▸ **Work to be completed**
Can you quote verbatim the lines of the material below, from the line that contains "find is grassy" through the line that contains "[725,608,772,753]", including both of those lines?

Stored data
═══

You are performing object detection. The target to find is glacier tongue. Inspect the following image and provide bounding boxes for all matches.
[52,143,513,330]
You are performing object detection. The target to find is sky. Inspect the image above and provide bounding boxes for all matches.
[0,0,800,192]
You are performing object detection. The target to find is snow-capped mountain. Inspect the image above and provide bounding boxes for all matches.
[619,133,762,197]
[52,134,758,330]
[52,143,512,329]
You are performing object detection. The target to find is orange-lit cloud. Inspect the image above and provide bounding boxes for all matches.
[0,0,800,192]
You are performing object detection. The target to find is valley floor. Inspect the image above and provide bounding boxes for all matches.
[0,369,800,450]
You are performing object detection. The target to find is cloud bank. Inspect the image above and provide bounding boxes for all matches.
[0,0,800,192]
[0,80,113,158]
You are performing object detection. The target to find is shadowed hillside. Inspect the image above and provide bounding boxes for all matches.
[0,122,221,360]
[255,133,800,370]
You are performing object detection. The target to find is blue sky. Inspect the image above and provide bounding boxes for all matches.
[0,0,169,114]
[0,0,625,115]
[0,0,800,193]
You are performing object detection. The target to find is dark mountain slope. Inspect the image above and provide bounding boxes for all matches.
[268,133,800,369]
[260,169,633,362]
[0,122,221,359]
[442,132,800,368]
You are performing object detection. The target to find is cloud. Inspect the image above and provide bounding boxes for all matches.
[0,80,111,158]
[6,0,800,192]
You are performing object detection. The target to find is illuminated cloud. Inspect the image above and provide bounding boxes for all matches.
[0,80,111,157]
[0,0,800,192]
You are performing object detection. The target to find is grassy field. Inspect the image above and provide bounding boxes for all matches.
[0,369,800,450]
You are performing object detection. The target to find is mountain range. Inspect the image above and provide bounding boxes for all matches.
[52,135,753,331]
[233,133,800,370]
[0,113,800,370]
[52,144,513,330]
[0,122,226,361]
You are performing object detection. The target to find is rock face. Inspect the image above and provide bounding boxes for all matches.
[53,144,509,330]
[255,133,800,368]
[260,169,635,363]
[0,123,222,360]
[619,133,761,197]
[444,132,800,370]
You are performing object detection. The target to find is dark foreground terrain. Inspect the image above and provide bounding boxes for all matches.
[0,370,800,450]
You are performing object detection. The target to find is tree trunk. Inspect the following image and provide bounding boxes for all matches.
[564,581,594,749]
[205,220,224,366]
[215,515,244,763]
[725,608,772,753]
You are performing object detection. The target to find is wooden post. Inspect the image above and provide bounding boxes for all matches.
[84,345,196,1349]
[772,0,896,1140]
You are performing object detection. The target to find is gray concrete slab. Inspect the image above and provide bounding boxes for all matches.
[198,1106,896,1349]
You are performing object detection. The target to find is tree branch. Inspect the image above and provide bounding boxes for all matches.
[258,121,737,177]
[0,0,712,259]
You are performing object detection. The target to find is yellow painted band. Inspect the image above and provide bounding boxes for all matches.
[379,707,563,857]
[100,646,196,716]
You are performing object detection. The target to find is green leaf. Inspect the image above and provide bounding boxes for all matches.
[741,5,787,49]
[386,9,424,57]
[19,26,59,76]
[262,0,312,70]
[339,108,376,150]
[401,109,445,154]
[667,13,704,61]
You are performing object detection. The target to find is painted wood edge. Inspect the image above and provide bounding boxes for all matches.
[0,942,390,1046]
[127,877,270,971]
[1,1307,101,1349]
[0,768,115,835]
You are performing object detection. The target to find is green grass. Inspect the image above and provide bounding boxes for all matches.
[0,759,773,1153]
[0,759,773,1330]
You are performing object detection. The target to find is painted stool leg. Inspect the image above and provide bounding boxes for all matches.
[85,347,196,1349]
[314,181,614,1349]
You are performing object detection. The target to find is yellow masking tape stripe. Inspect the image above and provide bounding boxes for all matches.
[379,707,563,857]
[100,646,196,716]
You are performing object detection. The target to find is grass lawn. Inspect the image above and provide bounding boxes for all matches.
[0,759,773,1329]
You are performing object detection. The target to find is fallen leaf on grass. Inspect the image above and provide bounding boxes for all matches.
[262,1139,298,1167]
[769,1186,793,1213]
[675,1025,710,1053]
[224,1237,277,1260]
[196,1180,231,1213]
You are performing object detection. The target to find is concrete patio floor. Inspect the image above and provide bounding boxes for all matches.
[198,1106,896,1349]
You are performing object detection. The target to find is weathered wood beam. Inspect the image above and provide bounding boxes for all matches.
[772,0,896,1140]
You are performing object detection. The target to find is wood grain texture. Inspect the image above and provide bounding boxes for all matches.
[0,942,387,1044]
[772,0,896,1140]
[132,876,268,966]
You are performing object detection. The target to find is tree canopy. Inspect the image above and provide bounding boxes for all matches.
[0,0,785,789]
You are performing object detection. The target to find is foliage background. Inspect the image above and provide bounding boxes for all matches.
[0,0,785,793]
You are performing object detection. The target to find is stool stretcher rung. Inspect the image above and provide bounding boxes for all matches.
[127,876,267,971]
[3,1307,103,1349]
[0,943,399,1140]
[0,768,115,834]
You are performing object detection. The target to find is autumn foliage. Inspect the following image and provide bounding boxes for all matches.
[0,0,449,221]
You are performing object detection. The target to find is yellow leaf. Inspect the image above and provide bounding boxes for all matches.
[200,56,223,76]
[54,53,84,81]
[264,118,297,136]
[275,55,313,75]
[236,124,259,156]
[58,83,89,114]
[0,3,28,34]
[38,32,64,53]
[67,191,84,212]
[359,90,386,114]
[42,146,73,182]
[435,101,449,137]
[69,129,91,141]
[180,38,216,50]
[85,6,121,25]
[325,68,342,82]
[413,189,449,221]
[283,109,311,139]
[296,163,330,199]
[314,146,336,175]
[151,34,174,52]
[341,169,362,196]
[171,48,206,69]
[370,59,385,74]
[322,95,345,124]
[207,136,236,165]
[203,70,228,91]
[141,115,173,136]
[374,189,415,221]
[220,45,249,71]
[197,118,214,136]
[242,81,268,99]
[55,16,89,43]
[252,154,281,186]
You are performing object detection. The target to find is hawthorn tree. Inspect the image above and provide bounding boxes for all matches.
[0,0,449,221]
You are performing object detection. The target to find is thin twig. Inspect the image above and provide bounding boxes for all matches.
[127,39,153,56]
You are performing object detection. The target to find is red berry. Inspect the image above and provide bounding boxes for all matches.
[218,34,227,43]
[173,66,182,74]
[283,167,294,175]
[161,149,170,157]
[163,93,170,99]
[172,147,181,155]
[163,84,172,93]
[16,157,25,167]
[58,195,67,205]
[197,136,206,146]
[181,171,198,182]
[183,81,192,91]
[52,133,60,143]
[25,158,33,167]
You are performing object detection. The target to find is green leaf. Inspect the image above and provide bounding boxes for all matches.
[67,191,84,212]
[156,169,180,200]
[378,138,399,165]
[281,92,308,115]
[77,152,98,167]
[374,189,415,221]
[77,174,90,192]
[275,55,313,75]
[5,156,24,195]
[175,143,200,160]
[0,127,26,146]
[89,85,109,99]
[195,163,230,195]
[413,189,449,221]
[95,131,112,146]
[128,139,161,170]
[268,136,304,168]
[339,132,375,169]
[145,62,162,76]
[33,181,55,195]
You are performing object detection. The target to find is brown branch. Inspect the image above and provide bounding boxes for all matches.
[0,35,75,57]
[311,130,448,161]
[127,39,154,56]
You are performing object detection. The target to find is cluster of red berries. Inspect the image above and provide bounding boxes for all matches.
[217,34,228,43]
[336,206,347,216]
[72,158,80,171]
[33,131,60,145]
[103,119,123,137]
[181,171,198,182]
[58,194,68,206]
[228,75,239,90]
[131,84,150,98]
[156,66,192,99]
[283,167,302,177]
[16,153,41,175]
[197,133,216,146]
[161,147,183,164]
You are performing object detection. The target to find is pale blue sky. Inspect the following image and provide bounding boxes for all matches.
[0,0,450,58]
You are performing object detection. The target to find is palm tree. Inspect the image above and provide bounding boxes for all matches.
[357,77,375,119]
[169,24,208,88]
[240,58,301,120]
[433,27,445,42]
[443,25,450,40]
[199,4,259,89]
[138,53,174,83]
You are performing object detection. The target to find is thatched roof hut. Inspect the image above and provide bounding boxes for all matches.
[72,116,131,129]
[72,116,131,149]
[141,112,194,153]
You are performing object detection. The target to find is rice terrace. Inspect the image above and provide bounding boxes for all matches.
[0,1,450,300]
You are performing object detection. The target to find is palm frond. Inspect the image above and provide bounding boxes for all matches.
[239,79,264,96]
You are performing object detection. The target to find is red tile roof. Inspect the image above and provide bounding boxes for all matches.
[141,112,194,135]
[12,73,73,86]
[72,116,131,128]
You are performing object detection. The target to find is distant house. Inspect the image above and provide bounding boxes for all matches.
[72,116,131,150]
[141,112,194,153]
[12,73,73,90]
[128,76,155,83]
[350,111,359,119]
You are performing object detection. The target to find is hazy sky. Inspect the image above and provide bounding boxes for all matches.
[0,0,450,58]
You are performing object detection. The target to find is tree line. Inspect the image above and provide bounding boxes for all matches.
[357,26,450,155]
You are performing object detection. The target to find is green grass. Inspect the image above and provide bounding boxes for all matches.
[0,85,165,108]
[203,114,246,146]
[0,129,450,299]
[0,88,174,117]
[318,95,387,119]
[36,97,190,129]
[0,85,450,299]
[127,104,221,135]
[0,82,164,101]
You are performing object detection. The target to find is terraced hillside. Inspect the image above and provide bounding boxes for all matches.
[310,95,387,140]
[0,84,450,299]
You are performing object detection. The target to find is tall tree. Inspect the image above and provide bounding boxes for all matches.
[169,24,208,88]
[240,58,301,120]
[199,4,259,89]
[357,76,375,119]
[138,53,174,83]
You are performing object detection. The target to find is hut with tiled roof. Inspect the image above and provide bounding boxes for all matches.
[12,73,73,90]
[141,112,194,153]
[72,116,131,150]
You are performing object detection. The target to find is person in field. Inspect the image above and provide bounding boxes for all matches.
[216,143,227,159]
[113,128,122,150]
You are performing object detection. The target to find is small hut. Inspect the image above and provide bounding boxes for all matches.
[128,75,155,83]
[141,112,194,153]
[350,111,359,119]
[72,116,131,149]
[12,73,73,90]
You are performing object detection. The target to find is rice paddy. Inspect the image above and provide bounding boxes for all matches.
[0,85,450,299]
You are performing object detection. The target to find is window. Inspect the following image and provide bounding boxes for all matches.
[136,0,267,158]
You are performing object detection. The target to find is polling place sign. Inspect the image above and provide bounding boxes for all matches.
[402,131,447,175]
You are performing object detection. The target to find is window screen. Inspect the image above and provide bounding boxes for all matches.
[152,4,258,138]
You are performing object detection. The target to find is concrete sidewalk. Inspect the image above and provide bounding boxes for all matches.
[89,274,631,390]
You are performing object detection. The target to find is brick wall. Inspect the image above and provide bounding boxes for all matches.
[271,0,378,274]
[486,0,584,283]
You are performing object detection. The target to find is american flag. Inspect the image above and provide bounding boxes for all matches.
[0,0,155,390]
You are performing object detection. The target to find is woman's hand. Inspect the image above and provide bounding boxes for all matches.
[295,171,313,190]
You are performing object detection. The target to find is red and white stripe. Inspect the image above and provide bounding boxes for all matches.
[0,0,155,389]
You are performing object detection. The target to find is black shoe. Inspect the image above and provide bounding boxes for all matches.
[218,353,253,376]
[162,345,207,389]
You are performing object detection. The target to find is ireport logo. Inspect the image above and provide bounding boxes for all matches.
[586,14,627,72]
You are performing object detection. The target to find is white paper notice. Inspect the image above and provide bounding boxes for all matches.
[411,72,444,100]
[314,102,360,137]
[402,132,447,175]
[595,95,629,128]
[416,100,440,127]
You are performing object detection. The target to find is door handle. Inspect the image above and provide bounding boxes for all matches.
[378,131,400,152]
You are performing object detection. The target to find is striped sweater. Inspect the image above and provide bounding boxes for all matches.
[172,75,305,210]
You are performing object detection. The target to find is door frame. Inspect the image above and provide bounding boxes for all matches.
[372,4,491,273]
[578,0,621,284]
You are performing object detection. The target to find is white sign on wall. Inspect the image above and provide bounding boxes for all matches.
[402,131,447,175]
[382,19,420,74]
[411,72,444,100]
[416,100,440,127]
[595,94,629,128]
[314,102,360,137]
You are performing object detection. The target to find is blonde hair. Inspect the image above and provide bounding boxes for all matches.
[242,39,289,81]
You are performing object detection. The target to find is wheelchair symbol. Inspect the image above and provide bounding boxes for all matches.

═══

▸ **Reply**
You are performing object detection. The target to find is grassy field. Inspect the image above and provide bounding boxes for all matches.
[0,369,800,450]
You are performing object detection. The target to find is mountain range. Inspect the image above and provide bounding boxes for all matches.
[52,135,753,331]
[233,133,800,370]
[0,113,800,370]
[52,144,513,330]
[0,122,226,361]
You are performing object detection. The target to find is rock face. Inspect the image above and provide bounding boxes for all matches.
[53,144,509,330]
[255,133,800,368]
[260,169,635,363]
[0,123,222,360]
[619,133,761,197]
[444,132,800,370]
You are performing object detection. The target to find is dark foreground terrain. Inspect the image above and provide bounding boxes for all matches.
[0,370,800,450]
You are performing object detection. The target to find is tree trunk. Inspect the following image and provide bounding boxes for all matches.
[564,581,594,749]
[205,220,224,366]
[215,515,244,763]
[725,608,772,753]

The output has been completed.